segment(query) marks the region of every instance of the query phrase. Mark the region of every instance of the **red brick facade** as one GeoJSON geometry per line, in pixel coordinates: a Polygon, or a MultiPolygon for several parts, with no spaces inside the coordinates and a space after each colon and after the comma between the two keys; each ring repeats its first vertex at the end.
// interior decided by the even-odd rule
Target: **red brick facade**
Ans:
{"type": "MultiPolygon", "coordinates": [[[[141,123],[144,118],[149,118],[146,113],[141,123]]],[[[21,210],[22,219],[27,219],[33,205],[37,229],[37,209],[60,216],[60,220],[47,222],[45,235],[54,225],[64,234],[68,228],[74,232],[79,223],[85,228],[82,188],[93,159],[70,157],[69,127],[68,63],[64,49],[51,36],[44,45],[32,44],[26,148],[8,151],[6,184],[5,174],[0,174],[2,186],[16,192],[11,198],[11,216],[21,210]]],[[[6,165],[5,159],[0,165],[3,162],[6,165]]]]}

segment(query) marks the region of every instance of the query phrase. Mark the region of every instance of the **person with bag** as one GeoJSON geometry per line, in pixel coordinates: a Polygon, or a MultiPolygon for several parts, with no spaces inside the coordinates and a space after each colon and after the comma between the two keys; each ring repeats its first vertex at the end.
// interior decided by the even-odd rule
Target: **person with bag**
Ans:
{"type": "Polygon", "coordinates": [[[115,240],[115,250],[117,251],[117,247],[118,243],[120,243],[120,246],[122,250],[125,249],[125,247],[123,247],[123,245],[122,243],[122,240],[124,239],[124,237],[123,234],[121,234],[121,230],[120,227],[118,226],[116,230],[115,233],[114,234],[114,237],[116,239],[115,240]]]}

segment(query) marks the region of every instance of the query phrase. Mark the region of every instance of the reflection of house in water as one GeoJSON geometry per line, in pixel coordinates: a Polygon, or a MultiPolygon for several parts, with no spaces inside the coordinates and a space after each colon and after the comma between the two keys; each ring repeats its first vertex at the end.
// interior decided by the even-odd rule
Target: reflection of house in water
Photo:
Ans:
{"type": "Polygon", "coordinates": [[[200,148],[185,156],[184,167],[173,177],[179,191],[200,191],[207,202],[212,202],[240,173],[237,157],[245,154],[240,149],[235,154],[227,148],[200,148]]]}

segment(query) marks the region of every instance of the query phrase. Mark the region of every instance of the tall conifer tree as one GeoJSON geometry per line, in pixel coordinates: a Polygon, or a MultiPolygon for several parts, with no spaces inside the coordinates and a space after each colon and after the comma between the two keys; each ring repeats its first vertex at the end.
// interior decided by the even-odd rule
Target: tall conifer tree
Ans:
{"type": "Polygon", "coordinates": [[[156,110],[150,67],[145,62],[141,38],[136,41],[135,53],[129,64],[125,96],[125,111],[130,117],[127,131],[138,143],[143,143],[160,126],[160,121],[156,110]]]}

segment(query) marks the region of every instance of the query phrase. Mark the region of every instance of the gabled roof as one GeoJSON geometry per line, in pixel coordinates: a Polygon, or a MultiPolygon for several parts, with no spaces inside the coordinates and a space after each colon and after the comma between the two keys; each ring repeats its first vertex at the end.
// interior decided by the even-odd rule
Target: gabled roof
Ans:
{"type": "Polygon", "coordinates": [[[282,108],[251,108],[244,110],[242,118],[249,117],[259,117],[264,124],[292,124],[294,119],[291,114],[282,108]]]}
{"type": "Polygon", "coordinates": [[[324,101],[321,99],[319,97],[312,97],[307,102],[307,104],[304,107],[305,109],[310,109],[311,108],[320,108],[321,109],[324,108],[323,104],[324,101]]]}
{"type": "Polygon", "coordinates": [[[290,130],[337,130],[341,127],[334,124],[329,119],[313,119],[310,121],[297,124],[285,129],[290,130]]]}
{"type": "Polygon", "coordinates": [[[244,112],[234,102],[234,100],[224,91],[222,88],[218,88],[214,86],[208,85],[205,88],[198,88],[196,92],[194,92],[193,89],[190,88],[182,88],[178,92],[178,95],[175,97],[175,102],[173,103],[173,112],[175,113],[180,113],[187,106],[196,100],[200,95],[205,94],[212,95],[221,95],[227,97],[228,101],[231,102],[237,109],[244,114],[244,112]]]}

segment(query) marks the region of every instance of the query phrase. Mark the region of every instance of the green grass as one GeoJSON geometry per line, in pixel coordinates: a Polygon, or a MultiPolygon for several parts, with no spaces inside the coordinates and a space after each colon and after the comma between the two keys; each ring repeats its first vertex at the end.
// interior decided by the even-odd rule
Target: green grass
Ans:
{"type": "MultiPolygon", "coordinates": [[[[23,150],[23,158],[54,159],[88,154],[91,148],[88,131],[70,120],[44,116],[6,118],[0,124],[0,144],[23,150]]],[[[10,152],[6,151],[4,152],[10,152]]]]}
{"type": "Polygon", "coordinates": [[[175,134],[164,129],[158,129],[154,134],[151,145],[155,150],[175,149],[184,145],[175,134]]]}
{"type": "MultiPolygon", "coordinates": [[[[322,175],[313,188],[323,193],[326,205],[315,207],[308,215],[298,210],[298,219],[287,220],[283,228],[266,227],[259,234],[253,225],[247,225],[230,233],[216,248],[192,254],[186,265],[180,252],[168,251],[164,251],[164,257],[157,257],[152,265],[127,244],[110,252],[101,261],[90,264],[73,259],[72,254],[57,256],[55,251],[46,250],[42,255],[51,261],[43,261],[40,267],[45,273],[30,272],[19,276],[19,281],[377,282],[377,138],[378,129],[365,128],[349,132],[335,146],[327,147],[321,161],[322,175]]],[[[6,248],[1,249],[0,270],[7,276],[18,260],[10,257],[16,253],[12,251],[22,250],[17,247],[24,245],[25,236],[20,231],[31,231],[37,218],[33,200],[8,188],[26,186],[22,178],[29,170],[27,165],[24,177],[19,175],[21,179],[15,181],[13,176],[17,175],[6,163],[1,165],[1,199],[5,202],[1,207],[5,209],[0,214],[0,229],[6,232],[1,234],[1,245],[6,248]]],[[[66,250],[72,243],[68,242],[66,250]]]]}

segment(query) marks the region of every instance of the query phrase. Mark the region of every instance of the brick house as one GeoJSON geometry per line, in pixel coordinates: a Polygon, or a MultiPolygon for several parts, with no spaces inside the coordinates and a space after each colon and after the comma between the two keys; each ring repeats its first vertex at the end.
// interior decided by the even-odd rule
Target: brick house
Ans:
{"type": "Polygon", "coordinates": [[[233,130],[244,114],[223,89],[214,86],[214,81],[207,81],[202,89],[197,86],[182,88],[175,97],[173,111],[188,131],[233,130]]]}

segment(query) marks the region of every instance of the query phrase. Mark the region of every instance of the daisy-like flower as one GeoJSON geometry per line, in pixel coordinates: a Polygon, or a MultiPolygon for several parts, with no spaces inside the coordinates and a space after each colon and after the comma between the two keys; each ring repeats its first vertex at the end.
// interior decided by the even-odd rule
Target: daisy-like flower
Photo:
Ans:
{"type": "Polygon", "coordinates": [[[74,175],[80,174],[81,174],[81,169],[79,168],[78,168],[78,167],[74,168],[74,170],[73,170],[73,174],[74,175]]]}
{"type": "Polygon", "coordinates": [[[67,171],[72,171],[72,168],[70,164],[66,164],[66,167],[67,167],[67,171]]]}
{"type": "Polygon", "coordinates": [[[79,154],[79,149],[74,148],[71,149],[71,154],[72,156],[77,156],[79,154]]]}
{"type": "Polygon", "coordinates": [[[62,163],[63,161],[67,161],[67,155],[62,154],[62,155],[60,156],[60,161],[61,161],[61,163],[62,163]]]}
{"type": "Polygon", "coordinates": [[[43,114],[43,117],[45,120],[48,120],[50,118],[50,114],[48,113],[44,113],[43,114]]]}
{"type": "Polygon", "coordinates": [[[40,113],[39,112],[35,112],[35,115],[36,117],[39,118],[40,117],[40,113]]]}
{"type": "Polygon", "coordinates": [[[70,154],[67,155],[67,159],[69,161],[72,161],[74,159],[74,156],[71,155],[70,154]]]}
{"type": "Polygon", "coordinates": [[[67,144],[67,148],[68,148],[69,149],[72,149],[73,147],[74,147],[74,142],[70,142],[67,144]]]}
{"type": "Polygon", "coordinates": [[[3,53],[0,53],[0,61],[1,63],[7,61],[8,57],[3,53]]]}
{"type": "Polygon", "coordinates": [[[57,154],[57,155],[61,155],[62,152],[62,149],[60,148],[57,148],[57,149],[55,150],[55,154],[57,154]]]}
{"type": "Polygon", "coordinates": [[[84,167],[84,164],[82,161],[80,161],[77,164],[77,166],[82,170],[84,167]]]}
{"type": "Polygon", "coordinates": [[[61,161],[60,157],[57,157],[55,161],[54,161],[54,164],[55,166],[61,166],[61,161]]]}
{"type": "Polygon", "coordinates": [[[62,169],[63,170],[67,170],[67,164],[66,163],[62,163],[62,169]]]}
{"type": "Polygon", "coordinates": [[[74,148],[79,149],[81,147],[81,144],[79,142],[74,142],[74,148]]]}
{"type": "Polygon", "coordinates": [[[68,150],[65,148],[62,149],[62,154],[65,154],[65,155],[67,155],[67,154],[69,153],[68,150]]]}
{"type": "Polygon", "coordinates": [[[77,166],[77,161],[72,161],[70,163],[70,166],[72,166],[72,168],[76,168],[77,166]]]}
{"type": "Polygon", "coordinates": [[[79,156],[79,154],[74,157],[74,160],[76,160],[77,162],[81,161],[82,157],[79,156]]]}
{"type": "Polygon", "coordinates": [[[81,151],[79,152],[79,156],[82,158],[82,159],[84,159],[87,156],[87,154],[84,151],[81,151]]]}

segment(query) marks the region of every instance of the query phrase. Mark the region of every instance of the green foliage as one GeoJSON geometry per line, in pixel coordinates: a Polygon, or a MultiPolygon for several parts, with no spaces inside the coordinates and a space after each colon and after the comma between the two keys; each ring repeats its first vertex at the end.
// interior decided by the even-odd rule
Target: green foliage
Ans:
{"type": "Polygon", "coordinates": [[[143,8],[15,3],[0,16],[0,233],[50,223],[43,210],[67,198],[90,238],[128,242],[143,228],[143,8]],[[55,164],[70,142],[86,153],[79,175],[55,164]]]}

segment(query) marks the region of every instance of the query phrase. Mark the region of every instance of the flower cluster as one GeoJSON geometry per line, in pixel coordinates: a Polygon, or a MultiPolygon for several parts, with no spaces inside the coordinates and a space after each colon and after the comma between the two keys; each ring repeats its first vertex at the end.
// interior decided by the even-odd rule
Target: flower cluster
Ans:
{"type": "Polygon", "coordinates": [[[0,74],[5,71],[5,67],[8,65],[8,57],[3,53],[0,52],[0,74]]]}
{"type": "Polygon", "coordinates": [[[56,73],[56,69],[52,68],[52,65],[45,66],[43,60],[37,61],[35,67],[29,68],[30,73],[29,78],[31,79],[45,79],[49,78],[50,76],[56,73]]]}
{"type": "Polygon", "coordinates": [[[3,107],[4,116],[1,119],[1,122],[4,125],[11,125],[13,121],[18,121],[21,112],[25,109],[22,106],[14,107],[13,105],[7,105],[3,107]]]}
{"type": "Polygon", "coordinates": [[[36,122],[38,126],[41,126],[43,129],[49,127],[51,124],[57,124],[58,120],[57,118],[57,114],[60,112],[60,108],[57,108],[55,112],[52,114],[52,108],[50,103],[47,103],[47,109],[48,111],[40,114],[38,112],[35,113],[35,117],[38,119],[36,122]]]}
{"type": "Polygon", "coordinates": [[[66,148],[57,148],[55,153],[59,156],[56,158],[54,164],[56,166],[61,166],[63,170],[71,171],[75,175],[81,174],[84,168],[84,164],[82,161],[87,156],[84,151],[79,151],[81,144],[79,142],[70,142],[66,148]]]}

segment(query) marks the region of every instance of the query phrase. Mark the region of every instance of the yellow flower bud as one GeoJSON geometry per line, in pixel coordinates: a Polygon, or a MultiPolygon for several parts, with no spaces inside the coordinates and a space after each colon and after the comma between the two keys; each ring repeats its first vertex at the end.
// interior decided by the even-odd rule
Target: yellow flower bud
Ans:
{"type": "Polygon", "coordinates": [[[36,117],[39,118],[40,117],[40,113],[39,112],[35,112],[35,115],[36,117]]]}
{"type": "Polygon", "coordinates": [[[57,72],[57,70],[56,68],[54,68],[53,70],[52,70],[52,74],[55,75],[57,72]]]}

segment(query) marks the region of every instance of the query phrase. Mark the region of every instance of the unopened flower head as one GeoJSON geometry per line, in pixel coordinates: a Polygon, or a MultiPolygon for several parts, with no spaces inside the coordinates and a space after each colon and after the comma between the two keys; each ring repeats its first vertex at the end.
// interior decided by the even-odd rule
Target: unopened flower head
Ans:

*Problem to solve:* Print nothing but the lines from the line with "of the yellow" to the last line of the records above. Both of those lines count.

*In response:*
segment(query) marks the region of every instance of the query phrase. Mark the region of every instance of the yellow flower bud as one GeoJSON geometry per line, in pixel coordinates: a Polygon, or a MultiPolygon for several parts, with no spaces inside the coordinates and a space after each colon and after the comma between the two keys; each ring repeats its first vertex at the end.
// interior decided by the even-odd rule
Target: yellow flower bud
Ans:
{"type": "Polygon", "coordinates": [[[36,117],[39,118],[40,117],[40,113],[39,112],[35,112],[35,115],[36,117]]]}
{"type": "Polygon", "coordinates": [[[57,72],[57,70],[56,68],[54,68],[53,70],[52,70],[52,74],[55,75],[57,72]]]}

segment(query) marks the region of every instance of the query phrase. Mark the region of every instance of the unopened flower head as one GeoJSON geometry per line, in pixel coordinates: a Polygon, or a MultiPolygon for several parts, with no spaces inside the coordinates and a space after each colon and after the comma between the two keys; each ring repeats its first vertex at the end.
// interior decided by the even-odd rule
Target: unopened flower head
Ans:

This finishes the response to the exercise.